• Requirement: Exact repetition of the data is the whole task.
--- Given records ---
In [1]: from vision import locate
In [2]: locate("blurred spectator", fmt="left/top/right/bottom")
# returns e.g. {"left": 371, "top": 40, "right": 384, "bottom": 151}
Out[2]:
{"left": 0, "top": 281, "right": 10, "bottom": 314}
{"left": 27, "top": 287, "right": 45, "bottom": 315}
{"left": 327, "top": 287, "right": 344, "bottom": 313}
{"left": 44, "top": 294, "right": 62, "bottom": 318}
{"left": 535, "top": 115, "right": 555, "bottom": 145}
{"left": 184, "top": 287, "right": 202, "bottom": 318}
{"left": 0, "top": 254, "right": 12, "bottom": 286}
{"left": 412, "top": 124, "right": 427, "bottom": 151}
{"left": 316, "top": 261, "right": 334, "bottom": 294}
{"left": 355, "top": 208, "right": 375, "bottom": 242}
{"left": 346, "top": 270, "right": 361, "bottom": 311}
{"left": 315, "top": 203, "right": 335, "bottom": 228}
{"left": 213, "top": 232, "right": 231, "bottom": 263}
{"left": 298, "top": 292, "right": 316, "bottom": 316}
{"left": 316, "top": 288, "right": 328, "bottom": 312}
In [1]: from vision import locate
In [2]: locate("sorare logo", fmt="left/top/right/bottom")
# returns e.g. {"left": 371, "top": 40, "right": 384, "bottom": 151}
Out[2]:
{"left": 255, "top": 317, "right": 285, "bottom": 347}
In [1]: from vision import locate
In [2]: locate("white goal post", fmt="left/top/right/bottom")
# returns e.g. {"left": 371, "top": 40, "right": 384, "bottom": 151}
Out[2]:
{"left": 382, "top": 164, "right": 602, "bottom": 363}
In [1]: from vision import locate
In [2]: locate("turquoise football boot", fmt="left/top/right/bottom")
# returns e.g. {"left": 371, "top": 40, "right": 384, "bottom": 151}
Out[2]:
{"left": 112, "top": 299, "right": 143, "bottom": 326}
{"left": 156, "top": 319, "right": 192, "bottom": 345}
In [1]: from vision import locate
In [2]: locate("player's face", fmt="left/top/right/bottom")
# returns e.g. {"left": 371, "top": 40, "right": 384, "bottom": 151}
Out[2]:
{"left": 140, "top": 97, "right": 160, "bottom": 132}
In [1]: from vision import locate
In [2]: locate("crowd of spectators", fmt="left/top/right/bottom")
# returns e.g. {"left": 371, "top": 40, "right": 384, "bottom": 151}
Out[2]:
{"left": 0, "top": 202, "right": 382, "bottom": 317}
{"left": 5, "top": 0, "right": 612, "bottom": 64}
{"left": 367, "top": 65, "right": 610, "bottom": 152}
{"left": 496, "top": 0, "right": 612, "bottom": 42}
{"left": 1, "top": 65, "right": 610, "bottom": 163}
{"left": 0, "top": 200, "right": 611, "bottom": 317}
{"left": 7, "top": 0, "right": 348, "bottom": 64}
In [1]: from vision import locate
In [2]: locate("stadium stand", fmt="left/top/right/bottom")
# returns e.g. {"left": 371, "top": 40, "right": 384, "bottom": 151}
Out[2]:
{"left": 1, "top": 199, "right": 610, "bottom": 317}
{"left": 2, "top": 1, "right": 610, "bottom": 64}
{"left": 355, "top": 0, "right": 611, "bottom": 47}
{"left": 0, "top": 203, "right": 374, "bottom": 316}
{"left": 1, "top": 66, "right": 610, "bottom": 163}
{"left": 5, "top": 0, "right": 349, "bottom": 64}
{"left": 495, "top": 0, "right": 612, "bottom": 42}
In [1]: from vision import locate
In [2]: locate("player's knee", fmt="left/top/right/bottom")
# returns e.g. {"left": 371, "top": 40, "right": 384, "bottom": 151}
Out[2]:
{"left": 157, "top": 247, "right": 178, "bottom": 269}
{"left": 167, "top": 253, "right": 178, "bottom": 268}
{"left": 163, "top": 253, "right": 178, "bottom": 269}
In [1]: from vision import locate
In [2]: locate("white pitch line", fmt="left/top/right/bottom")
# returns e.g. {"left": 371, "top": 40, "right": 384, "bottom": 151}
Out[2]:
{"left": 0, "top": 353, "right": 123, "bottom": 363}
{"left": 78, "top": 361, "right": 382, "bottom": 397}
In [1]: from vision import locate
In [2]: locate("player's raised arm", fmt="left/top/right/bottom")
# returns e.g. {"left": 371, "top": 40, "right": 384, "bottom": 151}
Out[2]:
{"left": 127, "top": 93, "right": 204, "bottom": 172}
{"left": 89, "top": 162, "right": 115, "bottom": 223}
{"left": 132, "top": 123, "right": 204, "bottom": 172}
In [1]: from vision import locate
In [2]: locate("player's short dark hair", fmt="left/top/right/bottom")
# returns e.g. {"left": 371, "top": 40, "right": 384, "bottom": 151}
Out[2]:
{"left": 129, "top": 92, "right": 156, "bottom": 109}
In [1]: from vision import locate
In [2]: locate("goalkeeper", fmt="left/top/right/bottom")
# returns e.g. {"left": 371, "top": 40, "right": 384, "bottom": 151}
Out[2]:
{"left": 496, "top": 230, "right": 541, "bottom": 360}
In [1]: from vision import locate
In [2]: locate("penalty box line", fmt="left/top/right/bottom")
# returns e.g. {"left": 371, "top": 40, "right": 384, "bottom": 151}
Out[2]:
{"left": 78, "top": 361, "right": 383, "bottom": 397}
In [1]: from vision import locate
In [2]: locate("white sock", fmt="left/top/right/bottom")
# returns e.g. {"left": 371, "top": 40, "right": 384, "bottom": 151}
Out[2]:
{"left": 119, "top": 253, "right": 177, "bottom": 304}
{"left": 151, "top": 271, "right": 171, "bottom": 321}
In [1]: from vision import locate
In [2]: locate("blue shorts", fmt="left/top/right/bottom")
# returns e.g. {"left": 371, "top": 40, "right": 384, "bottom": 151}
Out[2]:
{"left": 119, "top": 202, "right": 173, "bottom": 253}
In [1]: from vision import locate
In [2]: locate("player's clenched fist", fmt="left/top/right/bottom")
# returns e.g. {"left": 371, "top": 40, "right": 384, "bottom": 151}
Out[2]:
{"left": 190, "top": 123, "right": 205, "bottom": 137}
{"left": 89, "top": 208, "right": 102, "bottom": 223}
---
• Task solution:
In [1]: from vision import locate
In [2]: locate("blurred spectator", fmt="left/top/right/bottom")
# returns e.g. {"left": 371, "top": 40, "right": 384, "bottom": 151}
Out[2]:
{"left": 0, "top": 281, "right": 10, "bottom": 314}
{"left": 27, "top": 287, "right": 45, "bottom": 315}
{"left": 327, "top": 287, "right": 344, "bottom": 313}
{"left": 44, "top": 294, "right": 62, "bottom": 318}
{"left": 535, "top": 115, "right": 555, "bottom": 145}
{"left": 184, "top": 287, "right": 202, "bottom": 318}
{"left": 0, "top": 254, "right": 12, "bottom": 286}
{"left": 412, "top": 124, "right": 427, "bottom": 151}
{"left": 316, "top": 261, "right": 334, "bottom": 294}
{"left": 355, "top": 208, "right": 375, "bottom": 242}
{"left": 346, "top": 270, "right": 361, "bottom": 311}
{"left": 315, "top": 203, "right": 335, "bottom": 228}
{"left": 213, "top": 232, "right": 231, "bottom": 263}
{"left": 298, "top": 292, "right": 316, "bottom": 316}
{"left": 316, "top": 288, "right": 328, "bottom": 312}
In [1]: from vision import locate
In [2]: locate("sorare logo", fmt="left/top/right/bottom")
# returns e.g. {"left": 371, "top": 40, "right": 384, "bottom": 151}
Out[2]:
{"left": 255, "top": 317, "right": 285, "bottom": 347}
In [1]: from vision import locate
In [2]: locate("white goal post", fmt="left/top/right/bottom")
# returns e.g. {"left": 371, "top": 40, "right": 384, "bottom": 151}
Out[2]:
{"left": 382, "top": 164, "right": 602, "bottom": 363}
In [1]: from vision import locate
In [2]: locate("turquoise football boot", fmt="left/top/right/bottom")
# returns e.g. {"left": 371, "top": 40, "right": 384, "bottom": 151}
Out[2]:
{"left": 112, "top": 299, "right": 143, "bottom": 326}
{"left": 156, "top": 319, "right": 192, "bottom": 345}
In [1]: from vision import locate
In [2]: locate("player's face", fmt="left/top/right/bottom")
# returns e.g. {"left": 371, "top": 40, "right": 384, "bottom": 151}
Out[2]:
{"left": 140, "top": 97, "right": 160, "bottom": 132}
In [1]: from vision import locate
In [2]: locate("crowd of spectators", fmt="left/top/right/bottom")
# returns e.g. {"left": 371, "top": 40, "right": 384, "bottom": 151}
Out[2]:
{"left": 0, "top": 202, "right": 382, "bottom": 317}
{"left": 5, "top": 0, "right": 612, "bottom": 64}
{"left": 367, "top": 65, "right": 610, "bottom": 152}
{"left": 496, "top": 0, "right": 612, "bottom": 42}
{"left": 1, "top": 65, "right": 610, "bottom": 163}
{"left": 0, "top": 200, "right": 611, "bottom": 317}
{"left": 7, "top": 0, "right": 348, "bottom": 64}
In [1]: from vision import locate
In [2]: locate("stadium stand", fmt="left/top/right/bottom")
# returns e.g. {"left": 371, "top": 40, "right": 384, "bottom": 151}
Out[2]:
{"left": 1, "top": 199, "right": 610, "bottom": 317}
{"left": 2, "top": 1, "right": 610, "bottom": 64}
{"left": 355, "top": 0, "right": 611, "bottom": 47}
{"left": 0, "top": 203, "right": 374, "bottom": 316}
{"left": 1, "top": 66, "right": 610, "bottom": 163}
{"left": 5, "top": 0, "right": 349, "bottom": 64}
{"left": 495, "top": 0, "right": 612, "bottom": 42}
In [1]: from vision import locate
In [2]: locate("player's knee", fmt="left/top/right/bottom")
# returns e.g. {"left": 371, "top": 40, "right": 384, "bottom": 151}
Out[2]:
{"left": 157, "top": 247, "right": 178, "bottom": 269}
{"left": 167, "top": 253, "right": 178, "bottom": 268}
{"left": 163, "top": 253, "right": 178, "bottom": 269}
In [1]: from vision import locate
In [2]: locate("white pitch line", fmt="left/top/right/bottom")
# returns e.g. {"left": 371, "top": 40, "right": 384, "bottom": 151}
Out[2]:
{"left": 0, "top": 353, "right": 123, "bottom": 363}
{"left": 78, "top": 361, "right": 382, "bottom": 397}
In [1]: from vision import locate
In [2]: locate("player's raised arm", fmt="left/top/right/bottom")
# returns e.g. {"left": 371, "top": 40, "right": 384, "bottom": 151}
Out[2]:
{"left": 127, "top": 93, "right": 204, "bottom": 172}
{"left": 89, "top": 162, "right": 115, "bottom": 223}
{"left": 132, "top": 123, "right": 204, "bottom": 172}
In [1]: from vision import locate
In [2]: locate("player's short dark hair", fmt="left/top/right/bottom")
# returns e.g. {"left": 371, "top": 40, "right": 384, "bottom": 151}
Out[2]:
{"left": 129, "top": 92, "right": 156, "bottom": 109}
In [1]: from vision import locate
In [2]: locate("goalkeeper", fmt="left/top/right/bottom")
# returns e.g. {"left": 371, "top": 40, "right": 384, "bottom": 151}
Out[2]:
{"left": 496, "top": 230, "right": 541, "bottom": 360}
In [1]: from vision import locate
In [2]: locate("penalty box line", fmt="left/top/right/bottom")
# returns e.g. {"left": 371, "top": 40, "right": 384, "bottom": 151}
Out[2]:
{"left": 78, "top": 361, "right": 383, "bottom": 397}
In [1]: from vision import locate
In [2]: locate("white sock", fmt="left/top/right/bottom")
# returns e.g. {"left": 371, "top": 40, "right": 384, "bottom": 151}
Out[2]:
{"left": 119, "top": 253, "right": 177, "bottom": 304}
{"left": 151, "top": 271, "right": 171, "bottom": 321}
In [1]: from vision import locate
In [2]: locate("blue shorts", fmt="left/top/right/bottom")
# returns e.g. {"left": 371, "top": 40, "right": 384, "bottom": 151}
Out[2]:
{"left": 119, "top": 202, "right": 173, "bottom": 253}
In [1]: from vision import locate
In [2]: locate("player's clenched fist", fmt="left/top/right/bottom")
# returns e.g. {"left": 371, "top": 40, "right": 384, "bottom": 151}
Out[2]:
{"left": 190, "top": 123, "right": 205, "bottom": 137}
{"left": 89, "top": 208, "right": 102, "bottom": 223}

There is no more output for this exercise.